*Texte à lire*
-------------------------
Dans ce cas, pour parer au risque d'une compétition entre les actions en
responsabilité exercées respectivement par la société ou l'administration de
la faillite et par les créanciers directement touchés, la jurisprudence a
limité le droit d'agir de ces derniers, afin de donner une priorité à
l'action sociale; ainsi, lorsque la société est aussi lésée, un créancier
social peut agir à titre individuel contre un organe en réparation du dommage
direct qu'il a subi seulement s'il peut fonder son action sur un acte
illicite (art. 41 CO), une culpa in contrahendo ou une norme du droit des
sociétés conçue exclusivement pour protéger les créanciers (ATF 132 III 564
consid. 3.2.3 et les arrêts cités).

3.3  Dans la faillite de la société lésée, les créanciers sociaux ont aussi
le droit de demander le paiement à la société - c'est-à-dire à la masse
(Pierre-Robert Gilliéron, Commentaire de la loi fédérale sur la poursuite
pour dettes et la faillite, 2001, n. 36 ad art. 260 LP) - de
dommages-intérêts (art. 757 al. 1, 1re phrase, CO). Toutefois, les droits des
actionnaires et des créanciers sociaux sont exercés en premier lieu par
l'administration de la faillite (art. 757 al. 1, 2e phrase, CO). Les actions
des créanciers sociaux et des actionnaires ne peuvent dès lors être exercées
que si l'administration de la faillite a renoncé à exercer ces droits (art.
757 al. 2 CO).

Si un créancier social a obtenu la cession des droits de la masse contre
l'organe responsable en application de l'art. 260 LP, il agit « en lieu et
place de la masse, en son propre nom, pour son compte et à ses risques et
périls », selon le texte de la formule obligatoire 7F (cf. art. 2 ch. 6 et 80
OAOF; RS 281.32). Cette formule 7F précise notamment, parmi les conditions
auxquelles le créancier cessionnaire est autorisé à poursuivre la réalisation
des droits faisant l'objet de la cession, que « [l]e créancier cessionnaire
devra aviser l'administration de la faillite du résultat obtenu
judiciairement ou à l'amiable, et cela sans retard et en y joignant les
pièces justificatives », et que « [l]a somme d'argent obtenue judiciairement
ou à l'amiable peut être employée par le créancier cessionnaire, après
paiement des frais, à couvrir sa créance; l'excédent éventuel sera remis à la
masse » (cf. art. 757 al. 2, 2e et 3e phrases, CO). Si le créancier
cessionnaire a ainsi un devoir d'information et des devoirs quant à
l'utilisation du gain du procès (Vincent Jeanneret/Vincent Carron,
Commentaire romand, poursuite et faillite, 2005, n. 30 et 31 ad art. 260 LP),
rien ne l'empêche de conclure à la condamnation du défendeur de payer
directement en ses mains, comme cela est d'ailleurs usuel dans la pratique
(cf. entre autres ATF 132 III 564 lettre C p. 567; 122 III 195 lettre B p.
197; 117 II 432 lettre C p. 434).
-------------------------
*Lignes de données*
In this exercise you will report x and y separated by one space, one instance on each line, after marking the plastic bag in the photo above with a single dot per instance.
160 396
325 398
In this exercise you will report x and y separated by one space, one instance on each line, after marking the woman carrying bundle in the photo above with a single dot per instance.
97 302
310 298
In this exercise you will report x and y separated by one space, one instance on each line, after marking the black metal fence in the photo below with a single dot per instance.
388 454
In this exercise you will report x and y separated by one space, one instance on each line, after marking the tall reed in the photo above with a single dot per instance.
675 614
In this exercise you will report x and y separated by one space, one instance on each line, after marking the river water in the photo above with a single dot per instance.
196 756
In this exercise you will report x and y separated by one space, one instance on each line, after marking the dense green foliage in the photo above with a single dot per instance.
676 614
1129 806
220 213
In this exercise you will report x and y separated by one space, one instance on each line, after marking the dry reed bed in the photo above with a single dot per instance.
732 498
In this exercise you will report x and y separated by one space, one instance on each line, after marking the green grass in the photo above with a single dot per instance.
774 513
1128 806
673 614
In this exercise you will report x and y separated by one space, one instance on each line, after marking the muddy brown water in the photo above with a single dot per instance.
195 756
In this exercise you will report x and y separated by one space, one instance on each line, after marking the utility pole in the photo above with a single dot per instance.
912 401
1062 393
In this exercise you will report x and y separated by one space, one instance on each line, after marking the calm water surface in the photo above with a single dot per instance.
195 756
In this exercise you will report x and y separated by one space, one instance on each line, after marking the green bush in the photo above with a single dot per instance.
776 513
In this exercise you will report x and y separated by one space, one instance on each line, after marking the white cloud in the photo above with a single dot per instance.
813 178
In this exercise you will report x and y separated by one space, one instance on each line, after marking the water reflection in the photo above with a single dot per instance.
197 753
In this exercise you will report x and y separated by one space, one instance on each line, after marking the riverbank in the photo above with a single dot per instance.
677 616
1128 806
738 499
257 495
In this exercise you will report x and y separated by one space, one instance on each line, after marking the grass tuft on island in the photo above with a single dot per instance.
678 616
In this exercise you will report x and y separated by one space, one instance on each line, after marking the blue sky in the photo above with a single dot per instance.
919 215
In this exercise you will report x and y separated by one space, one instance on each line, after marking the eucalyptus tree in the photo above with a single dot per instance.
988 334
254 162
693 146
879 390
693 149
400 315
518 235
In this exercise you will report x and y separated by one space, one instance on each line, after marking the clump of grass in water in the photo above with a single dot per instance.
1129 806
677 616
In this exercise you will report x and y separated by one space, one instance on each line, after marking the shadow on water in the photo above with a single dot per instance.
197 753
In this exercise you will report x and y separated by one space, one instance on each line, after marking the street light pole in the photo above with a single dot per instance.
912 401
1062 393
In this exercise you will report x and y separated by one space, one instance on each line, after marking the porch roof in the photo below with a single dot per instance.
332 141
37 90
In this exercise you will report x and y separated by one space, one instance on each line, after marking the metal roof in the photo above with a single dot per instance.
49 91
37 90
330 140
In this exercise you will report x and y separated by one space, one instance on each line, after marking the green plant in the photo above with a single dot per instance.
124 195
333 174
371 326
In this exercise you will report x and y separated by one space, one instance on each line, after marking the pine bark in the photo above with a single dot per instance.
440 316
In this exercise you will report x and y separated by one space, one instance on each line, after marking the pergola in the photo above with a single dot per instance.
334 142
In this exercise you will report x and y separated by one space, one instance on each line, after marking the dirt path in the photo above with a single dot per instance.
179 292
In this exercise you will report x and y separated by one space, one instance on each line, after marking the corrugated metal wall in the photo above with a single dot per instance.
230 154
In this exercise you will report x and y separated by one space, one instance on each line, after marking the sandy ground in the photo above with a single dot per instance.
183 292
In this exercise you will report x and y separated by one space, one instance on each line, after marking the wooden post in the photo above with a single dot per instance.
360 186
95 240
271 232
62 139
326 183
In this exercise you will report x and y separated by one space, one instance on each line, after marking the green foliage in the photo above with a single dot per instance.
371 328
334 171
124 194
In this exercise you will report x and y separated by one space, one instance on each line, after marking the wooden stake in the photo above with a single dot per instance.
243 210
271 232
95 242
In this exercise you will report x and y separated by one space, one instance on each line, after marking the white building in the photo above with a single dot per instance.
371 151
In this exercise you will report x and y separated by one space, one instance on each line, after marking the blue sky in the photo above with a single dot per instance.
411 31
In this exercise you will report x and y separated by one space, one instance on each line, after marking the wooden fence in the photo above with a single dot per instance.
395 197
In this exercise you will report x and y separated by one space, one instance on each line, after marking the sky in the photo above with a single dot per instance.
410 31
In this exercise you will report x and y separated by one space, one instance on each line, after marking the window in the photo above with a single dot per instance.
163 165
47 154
-------------------------
*Défis*
A: Selon le texte, par qui les droits des actionnaires et des créanciers sociaux sont-ils exercés en premier lieu ?
B: Énumérez, chacun une seule fois, tous les arrêts du Tribunal fédéral (ATF) cités dans le texte.
C: Reproduisez le texte depuis « Dans ce cas, pour » jusqu'à « les arrêts cités). ».
La liste n'a aucun rapport avec le texte.

*Résultats des exercices*
A: Par l'administration de la faillite.

B:
ATF 132 III 564
ATF 122 III 195
ATF 117 II 432

C:
Dans ce cas, pour parer au risque d'une compétition entre les actions en
responsabilité exercées respectivement par la société ou l'administration de
la faillite et par les créanciers directement touchés, la jurisprudence a
limité le droit d'agir de ces derniers, afin de donner une priorité à
l'action sociale; ainsi, lorsque la société est aussi lésée, un créancier
social peut agir à titre individuel contre un organe en réparation du dommage
direct qu'il a subi seulement s'il peut fonder son action sur un acte
illicite (art. 41 CO), une culpa in contrahendo ou une norme du droit des
sociétés conçue exclusivement pour protéger les créanciers (ATF 132 III 564
consid. 3.2.3 et les arrêts cités).